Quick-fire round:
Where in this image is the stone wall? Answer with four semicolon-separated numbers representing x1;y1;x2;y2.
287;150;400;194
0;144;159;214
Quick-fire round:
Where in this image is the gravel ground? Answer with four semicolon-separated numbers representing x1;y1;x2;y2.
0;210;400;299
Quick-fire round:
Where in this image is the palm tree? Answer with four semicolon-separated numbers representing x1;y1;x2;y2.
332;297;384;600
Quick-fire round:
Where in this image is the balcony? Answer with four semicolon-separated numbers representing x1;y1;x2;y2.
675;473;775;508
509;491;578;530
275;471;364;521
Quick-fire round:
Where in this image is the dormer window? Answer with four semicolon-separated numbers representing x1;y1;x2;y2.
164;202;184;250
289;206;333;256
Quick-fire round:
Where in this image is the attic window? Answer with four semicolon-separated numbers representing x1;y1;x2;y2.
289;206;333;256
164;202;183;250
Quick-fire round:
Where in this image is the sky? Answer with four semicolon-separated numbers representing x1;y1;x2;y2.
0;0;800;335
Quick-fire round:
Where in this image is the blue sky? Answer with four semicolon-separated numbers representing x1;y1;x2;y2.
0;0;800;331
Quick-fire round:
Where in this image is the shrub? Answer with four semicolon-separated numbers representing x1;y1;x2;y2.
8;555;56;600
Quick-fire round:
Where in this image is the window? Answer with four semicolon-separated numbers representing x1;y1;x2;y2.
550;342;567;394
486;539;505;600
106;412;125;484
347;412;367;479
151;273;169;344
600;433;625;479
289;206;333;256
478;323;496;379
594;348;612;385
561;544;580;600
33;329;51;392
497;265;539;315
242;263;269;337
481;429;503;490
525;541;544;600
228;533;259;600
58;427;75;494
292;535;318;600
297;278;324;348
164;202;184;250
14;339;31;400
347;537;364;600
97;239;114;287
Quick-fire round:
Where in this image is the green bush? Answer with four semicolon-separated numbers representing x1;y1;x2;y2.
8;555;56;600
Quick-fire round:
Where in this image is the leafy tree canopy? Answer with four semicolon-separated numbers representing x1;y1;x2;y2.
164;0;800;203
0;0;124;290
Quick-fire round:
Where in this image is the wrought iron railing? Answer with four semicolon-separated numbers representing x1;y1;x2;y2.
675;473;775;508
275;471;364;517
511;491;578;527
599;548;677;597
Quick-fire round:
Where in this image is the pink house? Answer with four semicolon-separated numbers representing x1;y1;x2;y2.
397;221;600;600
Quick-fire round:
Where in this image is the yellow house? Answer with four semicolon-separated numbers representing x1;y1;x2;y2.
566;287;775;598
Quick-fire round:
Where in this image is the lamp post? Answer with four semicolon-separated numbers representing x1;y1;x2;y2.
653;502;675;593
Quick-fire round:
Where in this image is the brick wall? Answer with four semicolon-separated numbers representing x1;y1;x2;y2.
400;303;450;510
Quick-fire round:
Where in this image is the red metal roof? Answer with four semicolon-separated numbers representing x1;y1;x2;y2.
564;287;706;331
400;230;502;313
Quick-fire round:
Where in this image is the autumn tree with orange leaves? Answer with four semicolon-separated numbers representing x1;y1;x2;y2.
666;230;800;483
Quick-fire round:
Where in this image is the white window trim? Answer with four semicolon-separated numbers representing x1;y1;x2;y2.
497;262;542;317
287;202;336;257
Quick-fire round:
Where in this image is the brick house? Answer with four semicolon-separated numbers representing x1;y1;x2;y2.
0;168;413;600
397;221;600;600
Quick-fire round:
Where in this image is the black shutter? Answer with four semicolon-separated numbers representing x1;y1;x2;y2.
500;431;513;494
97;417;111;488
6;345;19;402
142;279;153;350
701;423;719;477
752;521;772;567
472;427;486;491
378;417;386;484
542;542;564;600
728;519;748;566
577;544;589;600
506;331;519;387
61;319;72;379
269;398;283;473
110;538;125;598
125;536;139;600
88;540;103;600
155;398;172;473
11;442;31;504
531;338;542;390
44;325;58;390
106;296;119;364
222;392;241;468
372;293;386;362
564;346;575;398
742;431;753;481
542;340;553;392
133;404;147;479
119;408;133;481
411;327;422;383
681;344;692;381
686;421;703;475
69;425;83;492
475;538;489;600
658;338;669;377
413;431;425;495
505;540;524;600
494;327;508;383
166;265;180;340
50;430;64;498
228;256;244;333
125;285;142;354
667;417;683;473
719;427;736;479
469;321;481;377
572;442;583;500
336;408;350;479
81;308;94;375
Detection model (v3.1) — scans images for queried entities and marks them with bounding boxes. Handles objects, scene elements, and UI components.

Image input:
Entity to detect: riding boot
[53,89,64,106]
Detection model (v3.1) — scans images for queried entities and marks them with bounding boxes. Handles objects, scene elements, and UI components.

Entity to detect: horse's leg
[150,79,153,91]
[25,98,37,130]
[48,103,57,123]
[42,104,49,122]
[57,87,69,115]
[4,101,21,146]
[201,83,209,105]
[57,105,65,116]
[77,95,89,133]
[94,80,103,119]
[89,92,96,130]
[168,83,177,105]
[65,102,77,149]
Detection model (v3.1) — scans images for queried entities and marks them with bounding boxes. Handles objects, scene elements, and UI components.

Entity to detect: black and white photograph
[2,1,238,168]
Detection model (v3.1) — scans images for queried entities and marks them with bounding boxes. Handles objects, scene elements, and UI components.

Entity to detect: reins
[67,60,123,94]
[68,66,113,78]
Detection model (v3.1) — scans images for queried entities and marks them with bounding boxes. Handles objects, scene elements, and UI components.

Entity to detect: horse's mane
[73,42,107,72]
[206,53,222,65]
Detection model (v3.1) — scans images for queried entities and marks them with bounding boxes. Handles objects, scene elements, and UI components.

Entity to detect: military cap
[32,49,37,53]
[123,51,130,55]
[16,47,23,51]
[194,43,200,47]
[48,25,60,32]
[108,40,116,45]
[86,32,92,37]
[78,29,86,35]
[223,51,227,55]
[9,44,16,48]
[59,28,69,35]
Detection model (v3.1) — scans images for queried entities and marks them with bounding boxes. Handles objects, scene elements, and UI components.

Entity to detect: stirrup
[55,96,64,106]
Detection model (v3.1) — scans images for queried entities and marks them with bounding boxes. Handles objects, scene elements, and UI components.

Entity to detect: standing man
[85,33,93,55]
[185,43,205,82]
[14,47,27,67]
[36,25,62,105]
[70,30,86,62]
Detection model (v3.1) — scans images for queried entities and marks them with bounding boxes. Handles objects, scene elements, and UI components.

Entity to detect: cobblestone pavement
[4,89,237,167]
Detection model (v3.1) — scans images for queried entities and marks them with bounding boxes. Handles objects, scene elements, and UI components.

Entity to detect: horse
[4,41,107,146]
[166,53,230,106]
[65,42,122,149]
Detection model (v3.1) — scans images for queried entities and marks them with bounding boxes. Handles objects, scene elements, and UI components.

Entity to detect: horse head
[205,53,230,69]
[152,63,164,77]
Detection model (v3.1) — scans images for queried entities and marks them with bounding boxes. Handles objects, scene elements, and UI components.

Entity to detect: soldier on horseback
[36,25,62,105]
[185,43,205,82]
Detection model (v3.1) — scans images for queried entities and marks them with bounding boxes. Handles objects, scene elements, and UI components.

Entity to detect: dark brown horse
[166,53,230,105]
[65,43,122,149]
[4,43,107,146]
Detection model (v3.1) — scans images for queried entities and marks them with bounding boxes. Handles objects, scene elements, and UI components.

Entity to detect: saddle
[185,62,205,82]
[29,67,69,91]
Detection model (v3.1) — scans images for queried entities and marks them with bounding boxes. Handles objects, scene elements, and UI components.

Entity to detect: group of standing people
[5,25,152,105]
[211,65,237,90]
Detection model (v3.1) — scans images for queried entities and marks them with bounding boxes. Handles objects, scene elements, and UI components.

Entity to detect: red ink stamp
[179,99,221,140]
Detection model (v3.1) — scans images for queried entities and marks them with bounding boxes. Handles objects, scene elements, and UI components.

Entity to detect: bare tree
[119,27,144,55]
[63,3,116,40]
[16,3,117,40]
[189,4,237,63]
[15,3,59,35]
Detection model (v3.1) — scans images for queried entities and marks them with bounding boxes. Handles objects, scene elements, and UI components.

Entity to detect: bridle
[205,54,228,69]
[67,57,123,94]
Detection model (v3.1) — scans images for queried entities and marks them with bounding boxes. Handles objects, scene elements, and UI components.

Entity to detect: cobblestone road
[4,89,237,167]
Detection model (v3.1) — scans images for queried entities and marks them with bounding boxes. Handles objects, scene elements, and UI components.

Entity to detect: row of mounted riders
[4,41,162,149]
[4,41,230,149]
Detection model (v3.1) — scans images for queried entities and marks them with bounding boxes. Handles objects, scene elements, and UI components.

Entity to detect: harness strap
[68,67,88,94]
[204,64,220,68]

• What to work on: How many lines of the listing above contain the word "white"? Case counts; give only the number.

• Result of this exercise: 2